• **Your objective**: Copy the entries below verbatim, beginning at the line that contains "target: tree shadow on grass" and continuing through the end of the entries. Omit the pictures from your copy.

(Picture shape labeling entries)
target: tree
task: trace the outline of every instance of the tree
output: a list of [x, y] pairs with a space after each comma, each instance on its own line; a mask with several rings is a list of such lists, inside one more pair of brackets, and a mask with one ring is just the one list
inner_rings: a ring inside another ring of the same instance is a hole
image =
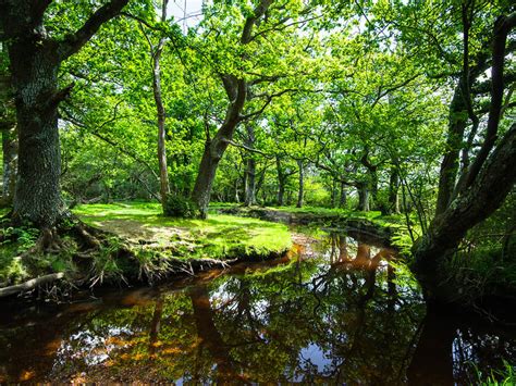
[[[414, 11], [409, 7], [402, 10], [405, 16]], [[452, 14], [460, 23], [440, 22], [443, 14]], [[409, 20], [398, 27], [410, 47], [416, 47], [415, 37], [430, 36], [431, 43], [426, 48], [429, 53], [421, 55], [431, 63], [426, 66], [427, 72], [433, 67], [432, 76], [449, 77], [455, 83], [435, 215], [414, 247], [416, 271], [427, 295], [447, 301], [450, 288], [442, 285], [440, 264], [456, 250], [468, 229], [503, 203], [516, 180], [512, 166], [516, 162], [516, 125], [502, 120], [504, 108], [509, 104], [509, 98], [504, 103], [505, 64], [515, 47], [508, 37], [516, 26], [516, 13], [513, 5], [505, 3], [484, 7], [463, 1], [433, 9], [422, 23], [432, 17], [437, 21], [434, 29], [430, 24], [414, 28]], [[442, 63], [439, 75], [437, 63]], [[490, 78], [483, 82], [487, 70]], [[486, 83], [488, 100], [481, 92]], [[483, 114], [487, 119], [482, 122]]]
[[128, 0], [112, 0], [73, 33], [52, 37], [46, 17], [51, 1], [0, 1], [0, 36], [7, 41], [19, 128], [19, 180], [12, 217], [51, 229], [61, 219], [58, 107], [73, 84], [58, 89], [61, 63], [116, 16]]

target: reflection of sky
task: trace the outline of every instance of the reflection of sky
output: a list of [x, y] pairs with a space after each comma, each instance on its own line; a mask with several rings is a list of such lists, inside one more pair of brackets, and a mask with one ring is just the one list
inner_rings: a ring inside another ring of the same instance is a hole
[[99, 364], [109, 358], [111, 350], [125, 347], [108, 343], [110, 337], [131, 335], [128, 327], [109, 327], [106, 334], [98, 335], [89, 329], [72, 334], [63, 341], [57, 356], [57, 363], [65, 363], [72, 358], [82, 358], [87, 365]]

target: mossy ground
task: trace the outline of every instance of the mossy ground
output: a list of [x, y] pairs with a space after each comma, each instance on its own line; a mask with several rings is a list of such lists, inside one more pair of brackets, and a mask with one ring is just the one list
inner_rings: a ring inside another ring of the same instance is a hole
[[131, 242], [170, 248], [184, 259], [266, 257], [291, 247], [286, 226], [256, 219], [221, 214], [210, 214], [207, 220], [164, 217], [161, 207], [149, 202], [79, 206], [74, 213]]
[[[11, 229], [20, 235], [16, 242], [0, 248], [0, 287], [53, 272], [87, 274], [91, 284], [136, 276], [151, 281], [169, 275], [177, 261], [262, 260], [280, 256], [292, 245], [282, 224], [218, 214], [208, 220], [164, 217], [158, 203], [87, 204], [73, 212], [88, 225], [112, 234], [109, 246], [77, 258], [81, 253], [73, 239], [64, 239], [66, 248], [60, 253], [28, 256], [24, 252], [36, 244], [36, 229]], [[135, 259], [122, 258], [116, 252], [121, 246]]]

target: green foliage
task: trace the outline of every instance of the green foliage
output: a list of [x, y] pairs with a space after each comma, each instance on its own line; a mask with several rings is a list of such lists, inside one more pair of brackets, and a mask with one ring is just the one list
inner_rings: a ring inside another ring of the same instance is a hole
[[195, 219], [200, 212], [197, 204], [189, 198], [170, 195], [167, 197], [163, 214], [171, 217]]
[[516, 366], [504, 360], [504, 370], [491, 370], [483, 374], [475, 366], [477, 371], [477, 381], [482, 386], [512, 386], [516, 384]]

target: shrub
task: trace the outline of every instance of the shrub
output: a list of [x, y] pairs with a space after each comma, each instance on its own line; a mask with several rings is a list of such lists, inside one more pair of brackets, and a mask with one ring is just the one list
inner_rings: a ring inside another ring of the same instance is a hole
[[189, 198], [169, 196], [163, 208], [163, 214], [170, 217], [193, 219], [199, 216], [199, 208]]

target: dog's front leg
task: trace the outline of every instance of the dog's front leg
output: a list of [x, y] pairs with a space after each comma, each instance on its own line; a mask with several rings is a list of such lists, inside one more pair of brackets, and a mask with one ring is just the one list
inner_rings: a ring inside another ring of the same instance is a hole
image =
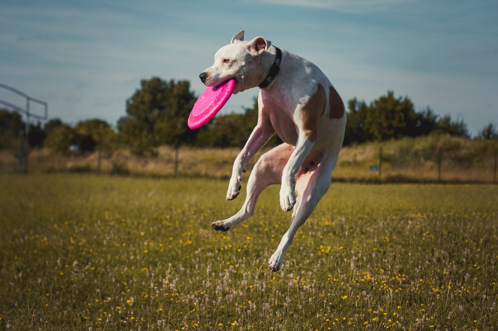
[[242, 149], [235, 162], [232, 171], [232, 177], [227, 192], [227, 201], [235, 199], [240, 192], [242, 172], [249, 160], [275, 134], [275, 130], [267, 118], [259, 118], [256, 127], [249, 137], [246, 146]]
[[313, 145], [313, 143], [306, 135], [302, 132], [299, 133], [296, 147], [282, 172], [280, 204], [280, 208], [284, 212], [287, 212], [292, 209], [296, 203], [296, 198], [294, 195], [296, 173], [303, 164]]

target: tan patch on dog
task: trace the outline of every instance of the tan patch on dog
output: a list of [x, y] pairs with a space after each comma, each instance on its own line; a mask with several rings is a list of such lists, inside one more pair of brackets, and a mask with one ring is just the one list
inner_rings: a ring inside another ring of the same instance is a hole
[[331, 86], [329, 86], [329, 105], [330, 111], [329, 117], [332, 119], [339, 119], [344, 116], [344, 104], [337, 91]]
[[326, 104], [325, 90], [323, 86], [318, 84], [316, 92], [306, 102], [301, 111], [303, 130], [312, 143], [316, 141], [318, 138], [317, 127], [320, 117], [325, 111]]

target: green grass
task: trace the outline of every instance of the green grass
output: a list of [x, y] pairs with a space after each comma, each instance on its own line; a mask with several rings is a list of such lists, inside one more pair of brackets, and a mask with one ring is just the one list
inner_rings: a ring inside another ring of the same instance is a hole
[[220, 233], [227, 181], [0, 182], [1, 330], [497, 330], [496, 185], [333, 183], [273, 273], [278, 186]]

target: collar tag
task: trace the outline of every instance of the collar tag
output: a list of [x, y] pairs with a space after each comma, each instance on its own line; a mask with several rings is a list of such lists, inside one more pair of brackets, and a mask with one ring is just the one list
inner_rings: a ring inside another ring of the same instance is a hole
[[275, 57], [275, 62], [273, 62], [273, 65], [271, 66], [271, 68], [270, 69], [270, 72], [268, 73], [268, 75], [266, 76], [266, 78], [264, 79], [264, 80], [260, 84], [257, 85], [260, 88], [264, 88], [269, 85], [270, 83], [275, 78], [275, 77], [278, 74], [278, 72], [280, 71], [280, 65], [282, 63], [282, 51], [278, 47], [273, 47], [277, 50], [276, 56]]

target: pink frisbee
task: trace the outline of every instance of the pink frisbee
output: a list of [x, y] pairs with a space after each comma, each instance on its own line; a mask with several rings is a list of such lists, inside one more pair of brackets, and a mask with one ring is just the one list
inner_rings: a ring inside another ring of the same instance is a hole
[[187, 122], [188, 127], [197, 129], [213, 118], [230, 98], [235, 86], [235, 80], [231, 79], [204, 90], [190, 112]]

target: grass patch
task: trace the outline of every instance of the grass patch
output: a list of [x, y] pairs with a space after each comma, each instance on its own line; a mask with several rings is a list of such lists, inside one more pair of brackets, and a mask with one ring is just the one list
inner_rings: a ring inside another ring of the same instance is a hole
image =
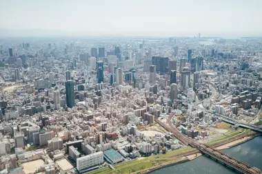
[[237, 136], [241, 133], [243, 133], [244, 132], [246, 132], [247, 131], [248, 131], [248, 130], [244, 129], [240, 129], [239, 130], [231, 132], [228, 134], [225, 135], [224, 136], [222, 136], [222, 137], [220, 137], [219, 138], [212, 140], [210, 142], [208, 142], [208, 143], [205, 143], [205, 144], [206, 144], [208, 145], [212, 145], [214, 143], [225, 141], [225, 140], [230, 139], [233, 137]]
[[138, 173], [139, 171], [157, 166], [164, 163], [179, 160], [181, 158], [174, 158], [174, 156], [194, 150], [195, 150], [195, 149], [186, 146], [171, 152], [168, 152], [166, 154], [152, 155], [141, 160], [136, 159], [132, 161], [119, 163], [114, 165], [114, 168], [116, 171], [112, 171], [109, 167], [105, 167], [88, 172], [88, 174], [129, 174], [132, 173]]
[[262, 121], [259, 121], [259, 122], [256, 122], [254, 124], [256, 126], [261, 126], [262, 125]]

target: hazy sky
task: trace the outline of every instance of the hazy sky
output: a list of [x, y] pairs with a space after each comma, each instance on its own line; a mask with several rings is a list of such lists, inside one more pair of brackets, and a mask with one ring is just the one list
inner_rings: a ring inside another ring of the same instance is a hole
[[262, 35], [261, 18], [262, 0], [0, 0], [0, 29], [79, 35]]

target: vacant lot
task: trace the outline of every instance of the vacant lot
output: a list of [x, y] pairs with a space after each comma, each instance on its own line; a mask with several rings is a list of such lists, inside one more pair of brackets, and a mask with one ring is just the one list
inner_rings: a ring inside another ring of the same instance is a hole
[[26, 174], [34, 173], [43, 164], [45, 164], [45, 162], [42, 160], [23, 163], [22, 164], [22, 166], [23, 167], [23, 171]]

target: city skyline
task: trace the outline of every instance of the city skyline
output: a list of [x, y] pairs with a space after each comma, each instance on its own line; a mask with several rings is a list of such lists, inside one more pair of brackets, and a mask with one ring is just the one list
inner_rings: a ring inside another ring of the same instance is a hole
[[1, 1], [0, 36], [261, 36], [262, 1], [251, 2]]

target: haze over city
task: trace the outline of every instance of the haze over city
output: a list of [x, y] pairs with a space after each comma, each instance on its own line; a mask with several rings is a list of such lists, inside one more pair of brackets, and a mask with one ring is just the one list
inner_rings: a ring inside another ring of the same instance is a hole
[[0, 1], [3, 36], [261, 36], [262, 1]]

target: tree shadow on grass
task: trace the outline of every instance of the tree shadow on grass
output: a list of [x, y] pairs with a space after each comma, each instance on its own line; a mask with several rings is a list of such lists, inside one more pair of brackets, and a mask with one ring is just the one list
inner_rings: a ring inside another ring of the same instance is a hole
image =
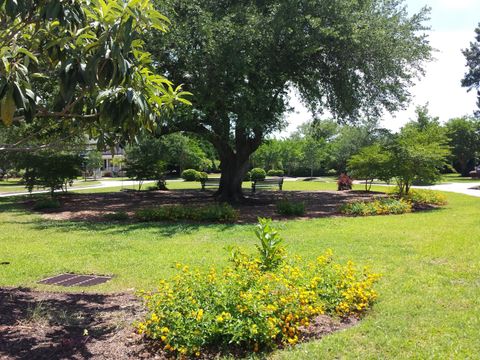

• **Result for this exercise**:
target: tree shadow on grass
task: trace the outline of every instance of the tree shadow on grass
output: a list of [x, y] pairs with a space after each comma, each instance on its own line; a mask with several rings is a list of such lists, inside one more pair of brackets, and a mask with one ring is just the one list
inner_rings: a ring inside another ring of the same instance is a hole
image =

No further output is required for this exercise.